**Work instructions**
Revise the rule plugins text between "Rule Plugins¶" and "extensions to skillsaw.", inclusive, changing "linter" to "checker".

**Given passage**
========
Rule Plugins¶
Rule plugins are pip-installable Python packages that add lint rules to
skillsaw. Where custom rules live as .py files inside one
repository, a plugin packages the same kind of rules for reuse: publish it to
PyPI once, and every repository whose environment installs it gets the rules
automatically — no .skillsaw.yaml changes needed.
Naming: two kinds of 'plugin'
A rule plugin extends the skillsaw linter itself. It is unrelated to
the Claude Code plugins (.claude-plugin/plugin.json) that skillsaw
lints — those are content skillsaw checks, not extensions to skillsaw.
When to plugin, when to upstream
For common, popular formats it is recommended to contribute repository types, rules, and tree support back to skillsaw itself — builtin support reaches every user with zero installs. Plugins are the right home for private/organization-specific conventions and for incubating ideas before proposing them upstream.
Using plugins¶
Install a plugin into the same environment as skillsaw and its rules are discovered automatically on the next run:
List what's installed, including each plugin's rules and any load failures:
$ skillsaw plugins
Installed skillsaw plugins:
example (skillsaw-example-plugin 0.1.0)
source: skillsaw_example_plugin
rules:
no-todo-instructions — Instruction files should not contain TODO/FIXME comments
Plugin rules behave exactly like builtin rules: they appear in
skillsaw list-rules and skillsaw explain <rule-id>, they are configured
per rule ID in .skillsaw.yaml, they can be selected with --rule or
skipped with --skip-rule, and their violations participate in baselines,
suppressions, excludes, and the grade. Violations report their origin in the
source field (plugin:<name>) in JSON output.
========
**Provided records**
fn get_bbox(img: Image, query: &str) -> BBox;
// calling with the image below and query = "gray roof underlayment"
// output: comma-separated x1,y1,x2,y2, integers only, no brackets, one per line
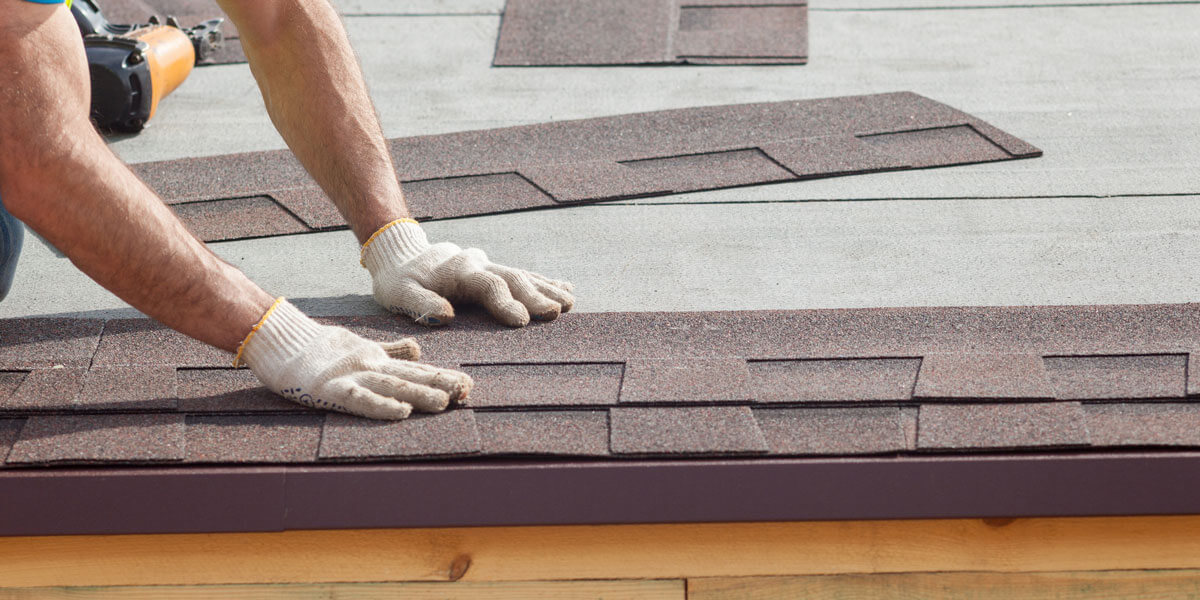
0,0,1200,534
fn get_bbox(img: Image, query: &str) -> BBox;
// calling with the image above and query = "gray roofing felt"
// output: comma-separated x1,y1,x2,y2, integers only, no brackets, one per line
0,305,1200,467
493,0,808,66
133,92,1042,241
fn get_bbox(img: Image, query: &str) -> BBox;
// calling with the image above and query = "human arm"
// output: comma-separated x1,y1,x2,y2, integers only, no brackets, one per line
218,0,575,326
0,2,470,419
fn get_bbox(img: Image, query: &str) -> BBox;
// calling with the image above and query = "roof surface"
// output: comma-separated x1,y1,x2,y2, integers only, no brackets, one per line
126,92,1042,241
0,305,1200,468
0,0,1200,533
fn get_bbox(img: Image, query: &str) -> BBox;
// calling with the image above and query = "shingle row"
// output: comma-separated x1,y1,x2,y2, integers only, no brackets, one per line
0,402,1200,467
124,92,1042,241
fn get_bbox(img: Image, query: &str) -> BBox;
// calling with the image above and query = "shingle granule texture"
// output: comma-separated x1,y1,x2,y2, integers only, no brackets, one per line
0,419,25,461
0,318,104,371
7,305,1200,468
917,402,1090,450
475,410,608,456
610,407,767,455
76,365,178,410
175,368,316,413
749,359,920,402
92,319,233,367
7,414,184,464
1084,402,1200,446
913,353,1054,398
1045,354,1188,400
185,414,324,463
133,92,1042,241
620,359,752,404
754,407,907,456
319,409,480,458
462,362,622,408
0,367,88,410
493,0,808,66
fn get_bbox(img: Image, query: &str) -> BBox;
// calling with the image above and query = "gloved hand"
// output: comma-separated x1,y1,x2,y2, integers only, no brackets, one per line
234,298,472,420
362,218,575,328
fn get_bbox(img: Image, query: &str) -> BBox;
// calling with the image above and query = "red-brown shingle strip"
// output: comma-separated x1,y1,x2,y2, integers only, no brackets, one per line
7,414,184,464
917,402,1090,450
749,359,920,402
475,410,608,456
92,319,233,367
1045,354,1188,400
0,318,104,371
319,409,480,460
101,0,246,65
754,407,908,456
0,419,25,464
74,365,178,410
913,353,1054,398
620,359,754,404
0,367,88,412
126,92,1042,241
1084,402,1200,446
175,368,316,413
493,0,676,66
185,414,325,463
0,371,29,406
493,0,808,66
173,196,313,241
462,362,623,408
610,407,768,455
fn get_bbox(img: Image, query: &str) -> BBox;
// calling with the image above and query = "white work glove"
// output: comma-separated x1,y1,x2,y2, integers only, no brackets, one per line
362,218,575,328
234,298,472,420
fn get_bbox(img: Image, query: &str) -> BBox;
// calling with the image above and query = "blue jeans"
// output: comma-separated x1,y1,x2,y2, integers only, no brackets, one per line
0,194,25,300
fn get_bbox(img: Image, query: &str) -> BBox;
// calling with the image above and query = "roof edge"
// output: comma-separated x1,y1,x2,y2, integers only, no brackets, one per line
0,452,1200,535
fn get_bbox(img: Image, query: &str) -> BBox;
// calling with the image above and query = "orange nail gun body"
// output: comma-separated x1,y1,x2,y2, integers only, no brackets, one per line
71,0,223,133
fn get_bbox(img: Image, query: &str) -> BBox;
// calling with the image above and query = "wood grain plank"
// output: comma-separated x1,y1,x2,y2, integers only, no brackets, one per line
688,569,1200,600
0,580,685,600
9,516,1200,587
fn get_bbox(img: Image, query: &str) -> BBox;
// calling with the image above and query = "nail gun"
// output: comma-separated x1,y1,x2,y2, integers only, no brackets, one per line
71,0,224,133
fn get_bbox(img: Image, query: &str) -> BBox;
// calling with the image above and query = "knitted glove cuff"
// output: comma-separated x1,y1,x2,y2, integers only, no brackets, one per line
234,298,322,373
361,218,430,275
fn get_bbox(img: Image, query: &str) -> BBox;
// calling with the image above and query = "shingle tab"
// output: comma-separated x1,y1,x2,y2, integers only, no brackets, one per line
========
**Exercise output**
Rule Plugins¶
Rule plugins are pip-installable Python packages that add lint rules to
skillsaw. Where custom rules live as .py files inside one
repository, a plugin packages the same kind of rules for reuse: publish it to
PyPI once, and every repository whose environment installs it gets the rules
automatically — no .skillsaw.yaml changes needed.
Naming: two kinds of 'plugin'
A rule plugin extends the skillsaw checker itself. It is unrelated to
the Claude Code plugins (.claude-plugin/plugin.json) that skillsaw
lints — those are content skillsaw checks, not extensions to skillsaw.